* Begin Excerpted records *
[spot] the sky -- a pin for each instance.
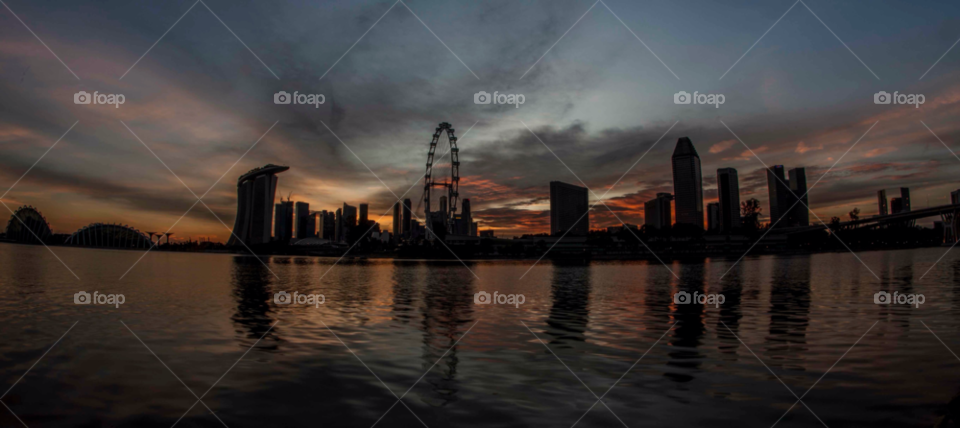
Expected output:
(598, 80)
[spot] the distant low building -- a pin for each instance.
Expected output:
(657, 211)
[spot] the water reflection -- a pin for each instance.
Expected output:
(687, 336)
(251, 287)
(447, 314)
(570, 291)
(728, 326)
(789, 311)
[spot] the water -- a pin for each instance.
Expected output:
(199, 313)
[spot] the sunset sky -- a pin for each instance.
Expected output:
(599, 99)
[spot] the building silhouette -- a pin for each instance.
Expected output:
(788, 197)
(657, 211)
(396, 221)
(568, 209)
(905, 197)
(728, 188)
(713, 216)
(896, 205)
(283, 224)
(255, 195)
(407, 228)
(882, 202)
(687, 184)
(800, 213)
(303, 220)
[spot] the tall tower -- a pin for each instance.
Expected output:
(882, 202)
(407, 224)
(728, 187)
(800, 213)
(777, 191)
(568, 209)
(687, 184)
(396, 221)
(256, 191)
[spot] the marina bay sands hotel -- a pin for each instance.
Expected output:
(255, 193)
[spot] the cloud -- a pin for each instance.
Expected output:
(803, 148)
(721, 146)
(877, 152)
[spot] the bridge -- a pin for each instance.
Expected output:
(948, 214)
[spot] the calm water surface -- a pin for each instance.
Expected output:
(199, 313)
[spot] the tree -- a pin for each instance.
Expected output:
(750, 212)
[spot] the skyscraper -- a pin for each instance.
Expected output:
(349, 222)
(896, 205)
(882, 202)
(777, 191)
(713, 216)
(396, 221)
(905, 196)
(256, 191)
(656, 212)
(687, 184)
(800, 213)
(568, 209)
(407, 225)
(303, 220)
(466, 218)
(338, 229)
(728, 188)
(283, 223)
(364, 208)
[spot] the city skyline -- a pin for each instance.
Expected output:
(199, 100)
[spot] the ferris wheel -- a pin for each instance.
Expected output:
(452, 186)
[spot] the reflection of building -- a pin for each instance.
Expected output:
(713, 216)
(882, 202)
(568, 209)
(657, 211)
(728, 189)
(687, 184)
(255, 194)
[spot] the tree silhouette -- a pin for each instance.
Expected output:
(750, 213)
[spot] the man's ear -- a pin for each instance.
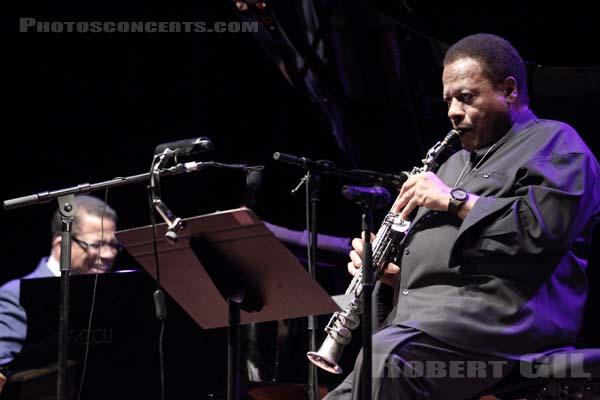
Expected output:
(510, 88)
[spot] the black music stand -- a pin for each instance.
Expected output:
(228, 269)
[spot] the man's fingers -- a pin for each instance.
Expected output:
(352, 269)
(392, 269)
(357, 244)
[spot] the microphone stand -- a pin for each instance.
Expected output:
(68, 210)
(66, 206)
(312, 181)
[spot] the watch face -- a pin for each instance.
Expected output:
(459, 194)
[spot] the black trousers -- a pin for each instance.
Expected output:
(409, 364)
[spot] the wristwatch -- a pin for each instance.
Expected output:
(458, 197)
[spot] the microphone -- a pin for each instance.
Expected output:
(253, 181)
(375, 197)
(184, 147)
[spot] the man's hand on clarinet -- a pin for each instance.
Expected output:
(356, 264)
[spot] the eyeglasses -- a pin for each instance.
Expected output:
(114, 245)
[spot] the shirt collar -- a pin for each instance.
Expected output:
(53, 265)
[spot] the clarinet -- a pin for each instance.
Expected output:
(385, 249)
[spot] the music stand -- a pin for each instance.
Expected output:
(228, 269)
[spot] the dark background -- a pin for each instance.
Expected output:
(89, 107)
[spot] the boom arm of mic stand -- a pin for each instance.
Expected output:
(83, 188)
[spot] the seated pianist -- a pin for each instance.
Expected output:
(94, 250)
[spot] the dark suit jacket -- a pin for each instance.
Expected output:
(13, 320)
(510, 279)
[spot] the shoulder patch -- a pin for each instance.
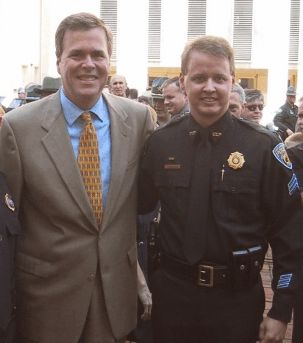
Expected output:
(293, 185)
(281, 155)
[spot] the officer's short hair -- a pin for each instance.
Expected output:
(81, 22)
(253, 95)
(236, 88)
(212, 45)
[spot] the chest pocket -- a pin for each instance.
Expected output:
(172, 179)
(236, 197)
(173, 186)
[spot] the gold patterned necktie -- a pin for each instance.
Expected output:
(89, 164)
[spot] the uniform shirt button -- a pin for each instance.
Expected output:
(91, 277)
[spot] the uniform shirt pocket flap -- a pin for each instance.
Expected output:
(172, 178)
(237, 184)
(132, 255)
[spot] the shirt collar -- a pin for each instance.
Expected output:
(72, 112)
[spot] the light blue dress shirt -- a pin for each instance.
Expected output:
(101, 121)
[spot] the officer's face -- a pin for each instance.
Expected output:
(174, 99)
(84, 66)
(253, 111)
(207, 84)
(118, 86)
(236, 107)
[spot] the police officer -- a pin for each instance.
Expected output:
(9, 229)
(286, 117)
(163, 116)
(226, 190)
(294, 146)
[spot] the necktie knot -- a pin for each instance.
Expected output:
(86, 117)
(89, 164)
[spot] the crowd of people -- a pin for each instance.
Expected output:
(147, 218)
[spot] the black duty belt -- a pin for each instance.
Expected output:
(204, 274)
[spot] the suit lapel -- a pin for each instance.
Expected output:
(58, 145)
(120, 134)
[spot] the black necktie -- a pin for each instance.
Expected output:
(196, 229)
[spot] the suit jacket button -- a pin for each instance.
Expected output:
(91, 277)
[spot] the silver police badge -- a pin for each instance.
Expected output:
(236, 160)
(281, 155)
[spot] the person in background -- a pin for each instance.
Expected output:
(133, 94)
(237, 100)
(226, 191)
(9, 230)
(118, 85)
(286, 117)
(2, 112)
(77, 260)
(294, 147)
(50, 85)
(254, 105)
(163, 116)
(175, 100)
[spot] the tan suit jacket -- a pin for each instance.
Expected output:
(61, 248)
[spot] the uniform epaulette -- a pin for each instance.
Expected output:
(293, 140)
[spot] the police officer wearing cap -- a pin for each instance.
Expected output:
(226, 190)
(9, 230)
(286, 117)
(294, 147)
(163, 116)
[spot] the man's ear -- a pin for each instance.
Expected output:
(181, 80)
(57, 64)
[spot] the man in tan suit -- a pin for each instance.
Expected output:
(76, 280)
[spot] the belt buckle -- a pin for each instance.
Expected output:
(205, 275)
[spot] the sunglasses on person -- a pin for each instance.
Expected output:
(253, 108)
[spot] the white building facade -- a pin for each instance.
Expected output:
(150, 36)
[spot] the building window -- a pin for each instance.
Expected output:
(154, 30)
(294, 31)
(196, 18)
(108, 13)
(242, 33)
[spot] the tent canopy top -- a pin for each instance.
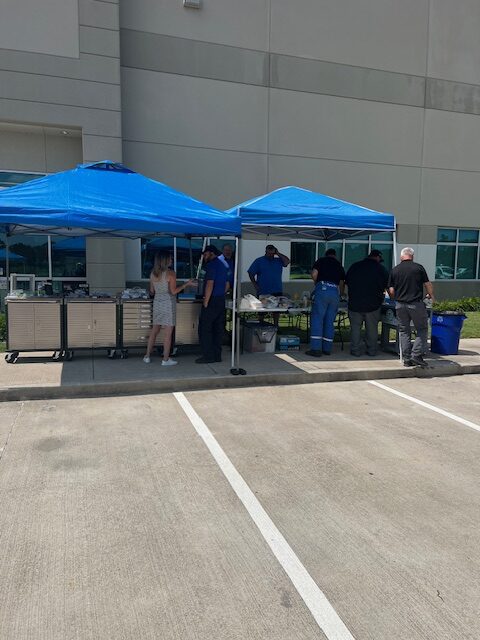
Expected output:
(295, 212)
(108, 199)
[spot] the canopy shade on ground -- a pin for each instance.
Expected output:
(294, 212)
(107, 199)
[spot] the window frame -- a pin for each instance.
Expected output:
(456, 244)
(371, 240)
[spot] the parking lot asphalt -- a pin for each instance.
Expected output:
(358, 516)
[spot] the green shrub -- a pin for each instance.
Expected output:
(464, 304)
(3, 327)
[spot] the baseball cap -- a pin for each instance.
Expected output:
(375, 253)
(212, 248)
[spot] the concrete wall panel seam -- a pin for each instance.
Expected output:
(60, 76)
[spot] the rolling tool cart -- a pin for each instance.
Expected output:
(136, 323)
(34, 324)
(91, 323)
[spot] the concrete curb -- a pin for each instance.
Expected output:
(144, 387)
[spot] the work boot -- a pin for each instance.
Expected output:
(418, 361)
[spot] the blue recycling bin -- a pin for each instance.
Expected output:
(446, 330)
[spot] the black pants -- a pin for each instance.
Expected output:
(210, 328)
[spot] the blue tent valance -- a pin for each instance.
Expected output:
(295, 212)
(108, 199)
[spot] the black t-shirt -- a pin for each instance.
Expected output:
(407, 279)
(367, 281)
(329, 270)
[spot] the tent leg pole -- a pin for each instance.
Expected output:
(7, 262)
(236, 370)
(400, 355)
(234, 305)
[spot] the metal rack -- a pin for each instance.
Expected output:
(34, 324)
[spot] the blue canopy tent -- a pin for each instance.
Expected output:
(108, 199)
(294, 213)
(300, 213)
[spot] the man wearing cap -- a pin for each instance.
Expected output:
(212, 315)
(406, 283)
(366, 281)
(329, 278)
(227, 258)
(266, 273)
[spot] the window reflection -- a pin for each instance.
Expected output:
(150, 248)
(27, 254)
(68, 257)
(188, 257)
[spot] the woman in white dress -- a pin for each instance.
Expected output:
(163, 284)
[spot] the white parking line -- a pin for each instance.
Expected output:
(324, 614)
(432, 407)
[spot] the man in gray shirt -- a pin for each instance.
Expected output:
(405, 286)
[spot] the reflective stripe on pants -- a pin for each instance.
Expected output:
(324, 311)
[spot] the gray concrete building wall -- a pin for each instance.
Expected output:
(373, 101)
(60, 71)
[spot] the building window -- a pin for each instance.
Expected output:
(304, 254)
(185, 254)
(457, 254)
(69, 257)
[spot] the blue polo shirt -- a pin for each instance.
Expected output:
(269, 274)
(228, 262)
(217, 271)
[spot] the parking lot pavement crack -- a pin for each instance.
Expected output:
(9, 434)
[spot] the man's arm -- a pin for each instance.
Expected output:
(253, 280)
(429, 289)
(283, 258)
(208, 292)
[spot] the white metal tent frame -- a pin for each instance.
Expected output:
(291, 233)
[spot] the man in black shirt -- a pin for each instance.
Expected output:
(329, 278)
(406, 284)
(366, 281)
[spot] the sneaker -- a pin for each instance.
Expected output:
(418, 361)
(316, 353)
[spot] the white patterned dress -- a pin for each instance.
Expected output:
(164, 304)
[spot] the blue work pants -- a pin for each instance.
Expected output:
(324, 312)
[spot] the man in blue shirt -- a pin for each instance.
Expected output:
(212, 315)
(266, 272)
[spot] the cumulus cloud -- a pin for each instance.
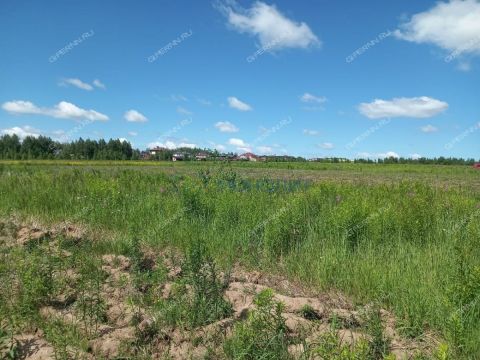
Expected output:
(219, 147)
(237, 142)
(172, 145)
(416, 107)
(326, 146)
(178, 97)
(429, 128)
(134, 116)
(235, 103)
(99, 84)
(273, 29)
(310, 132)
(77, 83)
(226, 126)
(63, 110)
(452, 26)
(265, 149)
(309, 98)
(21, 131)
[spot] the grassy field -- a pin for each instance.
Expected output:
(405, 237)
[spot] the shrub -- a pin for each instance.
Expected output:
(263, 335)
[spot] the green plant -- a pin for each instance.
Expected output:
(263, 335)
(329, 347)
(378, 343)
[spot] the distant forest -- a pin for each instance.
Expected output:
(42, 147)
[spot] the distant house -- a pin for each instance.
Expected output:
(201, 156)
(178, 157)
(156, 150)
(248, 156)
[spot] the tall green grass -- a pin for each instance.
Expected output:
(411, 246)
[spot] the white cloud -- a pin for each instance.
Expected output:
(226, 126)
(172, 145)
(134, 116)
(235, 103)
(273, 29)
(178, 97)
(265, 149)
(237, 142)
(77, 83)
(326, 146)
(388, 154)
(63, 110)
(429, 128)
(219, 147)
(310, 132)
(464, 66)
(309, 98)
(417, 107)
(453, 26)
(99, 84)
(183, 111)
(21, 131)
(244, 148)
(204, 102)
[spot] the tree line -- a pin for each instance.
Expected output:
(42, 147)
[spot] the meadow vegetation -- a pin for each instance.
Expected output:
(411, 247)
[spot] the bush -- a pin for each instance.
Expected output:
(263, 335)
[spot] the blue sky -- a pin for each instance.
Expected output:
(310, 78)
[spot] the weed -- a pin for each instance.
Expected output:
(263, 335)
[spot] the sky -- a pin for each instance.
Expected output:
(308, 78)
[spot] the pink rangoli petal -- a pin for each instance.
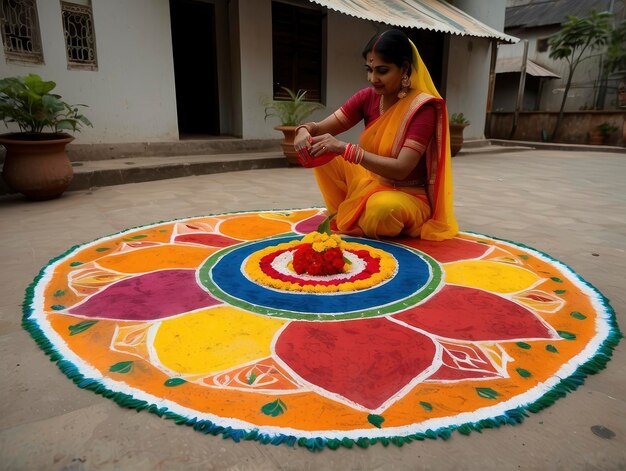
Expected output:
(154, 295)
(366, 361)
(450, 250)
(470, 314)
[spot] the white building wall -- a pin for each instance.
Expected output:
(345, 74)
(469, 59)
(131, 97)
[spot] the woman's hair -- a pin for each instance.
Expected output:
(394, 47)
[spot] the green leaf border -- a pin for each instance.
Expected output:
(511, 417)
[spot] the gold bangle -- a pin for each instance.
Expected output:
(301, 127)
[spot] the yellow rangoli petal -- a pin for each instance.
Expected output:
(159, 257)
(214, 340)
(491, 276)
(253, 227)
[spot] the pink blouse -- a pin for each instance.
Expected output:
(364, 105)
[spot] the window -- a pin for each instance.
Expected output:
(20, 31)
(542, 44)
(80, 39)
(297, 49)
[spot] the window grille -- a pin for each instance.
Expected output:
(297, 50)
(20, 31)
(542, 45)
(80, 39)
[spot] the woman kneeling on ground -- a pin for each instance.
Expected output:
(397, 180)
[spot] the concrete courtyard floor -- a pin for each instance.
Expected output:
(571, 205)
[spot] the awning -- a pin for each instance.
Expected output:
(435, 15)
(514, 64)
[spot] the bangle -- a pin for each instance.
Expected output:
(302, 126)
(353, 154)
(311, 128)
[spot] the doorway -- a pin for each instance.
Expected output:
(195, 67)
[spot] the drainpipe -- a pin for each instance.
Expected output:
(520, 91)
(492, 86)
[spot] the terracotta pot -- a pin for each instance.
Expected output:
(289, 134)
(37, 165)
(456, 138)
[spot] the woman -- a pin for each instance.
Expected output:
(397, 180)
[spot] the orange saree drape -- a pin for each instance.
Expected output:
(347, 188)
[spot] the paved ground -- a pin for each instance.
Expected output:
(571, 205)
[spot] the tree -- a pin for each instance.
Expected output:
(616, 51)
(576, 37)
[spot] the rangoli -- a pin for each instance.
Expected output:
(205, 321)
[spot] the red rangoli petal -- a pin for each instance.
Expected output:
(470, 314)
(451, 250)
(366, 361)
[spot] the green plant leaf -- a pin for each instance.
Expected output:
(170, 383)
(122, 367)
(375, 420)
(426, 405)
(487, 393)
(81, 327)
(566, 335)
(275, 408)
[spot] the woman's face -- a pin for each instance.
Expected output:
(385, 77)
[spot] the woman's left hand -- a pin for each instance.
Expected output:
(326, 144)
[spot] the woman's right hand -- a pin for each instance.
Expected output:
(302, 139)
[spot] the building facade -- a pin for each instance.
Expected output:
(164, 70)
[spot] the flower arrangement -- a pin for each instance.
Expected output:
(319, 254)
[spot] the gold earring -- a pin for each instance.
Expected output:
(406, 84)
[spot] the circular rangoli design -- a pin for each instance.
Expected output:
(204, 321)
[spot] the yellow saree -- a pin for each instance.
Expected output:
(349, 190)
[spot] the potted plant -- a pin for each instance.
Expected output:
(458, 122)
(291, 113)
(36, 163)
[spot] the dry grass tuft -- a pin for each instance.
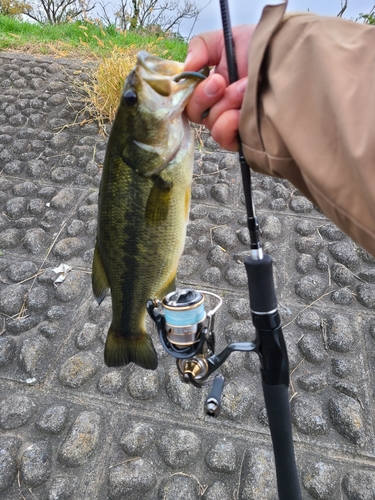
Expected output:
(101, 93)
* End Excerpted records *
Pictures are not part of the copy. Extract exactly the lines from the line containing "[spot] the red" through the final line of the entries above, both included.

[spot] the red rangoli petal -- a pin for each instance.
Expected output:
(470, 314)
(451, 250)
(366, 361)
[spot] the green plant leaf -- a pin for each instance.
Expected output:
(170, 383)
(122, 367)
(375, 420)
(426, 405)
(487, 393)
(81, 327)
(566, 335)
(275, 408)
[spot] the woman's face -- a pin for each instance.
Expected output:
(385, 77)
[spot] the woman's left hand -- a pin for each instance.
Expected output:
(326, 144)
[spot] the woman's right hand -- a pin for each instance.
Expected output:
(302, 139)
[spot] the building facade -- a pin for each instance.
Expected output:
(164, 70)
[spot] the flower arrangement -- a pin for each instance.
Expected output:
(319, 254)
[spot] the gold earring -- a pin for each instance.
Expected output:
(406, 84)
[spot] the circular rangoli design -- a pin for each instance.
Expected output:
(204, 321)
[spot] the yellow saree -- a pin for each instance.
Expected output:
(349, 190)
[spot] the potted plant -- a pin for each instance.
Expected output:
(458, 122)
(291, 113)
(36, 163)
[spot] the dry grass tuft -- a pin for each instance.
Expected output:
(101, 93)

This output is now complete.